++++ Раздел текста

После смерти старого поэта кружок «Вечера Случевского» продолжал собираться до самой революции, и Гумилев не раз бывал там. Но это было уже в годы его профессиональной литературной работы и профессионального признания. Пока же — на домашних вечерах у Коковцева — его «декадентские» стихи не имели успеха. Хозяина дома они просто шокировали.
Кроме Коковцева, мы знаем имена еще двух одноклассников, с которыми Гумилев приятельствовал. Один — уже поминавшийся Владимир Михайлоич Дешевов (1889–1955), позднее композитор и дирижер, работавший в послереволюционное время в Крыму и в Ленинграде, второй — Мариан Марианович Згоржельский, сын «полусумасшедшего Марьяна Генриховича», так желчно описанного Кленовским. Згоржельский застрелился в 1909 году, и его памяти посвящено, по свидетельству Ахматовой, стихотворение «Товарищ»:
- Старый товарищ, древний ловчий,
- Снова встаешь ты с ночного дна,
- Тигра смелее, барса ловче,
- Сильнее грузного слона.

++++++++
++++ Набор записей

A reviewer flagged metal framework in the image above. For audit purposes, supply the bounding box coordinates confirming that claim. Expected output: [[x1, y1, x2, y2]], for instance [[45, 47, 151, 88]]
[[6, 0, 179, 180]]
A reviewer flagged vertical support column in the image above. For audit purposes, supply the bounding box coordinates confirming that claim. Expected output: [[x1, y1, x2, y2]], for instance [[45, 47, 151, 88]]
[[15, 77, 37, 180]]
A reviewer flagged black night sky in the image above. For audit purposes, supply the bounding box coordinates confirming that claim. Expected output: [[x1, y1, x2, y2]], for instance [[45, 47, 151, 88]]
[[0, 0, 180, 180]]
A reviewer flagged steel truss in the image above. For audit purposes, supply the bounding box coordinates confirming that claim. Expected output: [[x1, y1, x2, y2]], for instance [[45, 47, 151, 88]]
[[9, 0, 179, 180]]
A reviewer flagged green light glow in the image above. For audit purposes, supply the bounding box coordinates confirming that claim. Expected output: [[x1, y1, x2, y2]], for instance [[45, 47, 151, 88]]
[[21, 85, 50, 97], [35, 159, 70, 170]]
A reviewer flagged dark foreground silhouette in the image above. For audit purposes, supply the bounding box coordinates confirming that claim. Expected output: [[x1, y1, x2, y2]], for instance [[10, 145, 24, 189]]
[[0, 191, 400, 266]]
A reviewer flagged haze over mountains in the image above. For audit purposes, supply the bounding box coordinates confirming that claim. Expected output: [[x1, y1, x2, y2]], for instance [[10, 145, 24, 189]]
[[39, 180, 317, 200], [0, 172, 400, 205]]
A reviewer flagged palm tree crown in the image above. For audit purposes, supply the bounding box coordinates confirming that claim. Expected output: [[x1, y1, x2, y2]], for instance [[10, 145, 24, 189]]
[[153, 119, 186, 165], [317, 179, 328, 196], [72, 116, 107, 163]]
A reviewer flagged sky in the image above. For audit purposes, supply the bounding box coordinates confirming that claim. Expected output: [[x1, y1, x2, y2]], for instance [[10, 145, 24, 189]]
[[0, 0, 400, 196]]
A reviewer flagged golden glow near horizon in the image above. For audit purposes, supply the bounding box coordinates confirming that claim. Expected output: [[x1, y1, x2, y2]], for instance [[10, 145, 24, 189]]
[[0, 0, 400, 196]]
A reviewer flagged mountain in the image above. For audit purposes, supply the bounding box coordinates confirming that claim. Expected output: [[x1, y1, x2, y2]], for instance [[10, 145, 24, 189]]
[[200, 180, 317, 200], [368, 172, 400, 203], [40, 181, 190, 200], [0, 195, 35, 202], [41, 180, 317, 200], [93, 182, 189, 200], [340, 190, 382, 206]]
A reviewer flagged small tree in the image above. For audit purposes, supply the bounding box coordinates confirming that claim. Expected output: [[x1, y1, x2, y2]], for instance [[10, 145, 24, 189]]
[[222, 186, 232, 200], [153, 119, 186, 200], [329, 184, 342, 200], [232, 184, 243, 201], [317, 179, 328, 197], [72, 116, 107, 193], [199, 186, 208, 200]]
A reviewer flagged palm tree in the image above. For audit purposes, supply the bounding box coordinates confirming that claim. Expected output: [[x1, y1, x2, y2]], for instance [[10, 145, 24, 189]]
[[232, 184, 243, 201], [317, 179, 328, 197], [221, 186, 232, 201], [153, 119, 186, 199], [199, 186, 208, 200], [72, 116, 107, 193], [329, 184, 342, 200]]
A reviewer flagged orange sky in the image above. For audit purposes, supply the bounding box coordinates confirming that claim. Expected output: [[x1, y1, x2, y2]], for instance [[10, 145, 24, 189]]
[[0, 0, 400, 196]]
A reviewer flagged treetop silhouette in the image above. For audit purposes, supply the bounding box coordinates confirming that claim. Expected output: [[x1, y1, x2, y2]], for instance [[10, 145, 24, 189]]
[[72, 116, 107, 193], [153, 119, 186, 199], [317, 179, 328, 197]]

++++++++

Части задания:
A. Выпишите без изменений фрагмент текста о Гумилеве: всё от слов «Кроме Коковцева, мы» и вниз до слов «Сильнее грузного слона.» включительно.
B. Напишите продолжение текста о Гумилеве и его одноклассниках, начав сразу после последней приведенной строки.
Записи представляют собой отдельный материал.

Ответы по порядку:
A.
Кроме Коковцева, мы знаем имена еще двух одноклассников, с которыми Гумилев приятельствовал. Один — уже поминавшийся Владимир Михайлоич Дешевов (1889–1955), позднее композитор и дирижер, работавший в послереволюционное время в Крыму и в Ленинграде, второй — Мариан Марианович Згоржельский, сын «полусумасшедшего Марьяна Генриховича», так желчно описанного Кленовским. Згоржельский застрелился в 1909 году, и его памяти посвящено, по свидетельству Ахматовой, стихотворение «Товарищ»:
- Старый товарищ, древний ловчий,
- Снова встаешь ты с ночного дна,
- Тигра смелее, барса ловче,
- Сильнее грузного слона.

B.
- Помню, все помню; как забуду
- Рыжие кудри, крепость рук,
- Меч твой, вносивший гибель всюду,
- Из рога турьего твой лук?
2
Стилизованный образ Гумилева этой поры дает Голлербах в «Городе муз»:
Болтовня с гимназистками, прогулки с декадентскими барышнями при свете луны, освещающей чесменские ростры…
— Николай Степанович, вы — революционер или монархист?
— Монархист. Но при условии, чтобы правила красивая императрица.
— Николай Степанович, посоветуйте, какое мне сделать платье?
И размеренный, спокойный ответ, сразу, без колебаний:
— Платье? Пурпурно-красное или серое с серебром. Но, дитя мое, зачем вообще платье? «Хочу упиться роскошным телом, хочу одежды с тебя сорвать!» «Дитя мое. Будем, как Солнце!»
Внимательно смотрят с небес голубые звезды, мерцая нежно и сочувственно; бархатный покров ночи окутывает сцену, достойную кисти Сомова.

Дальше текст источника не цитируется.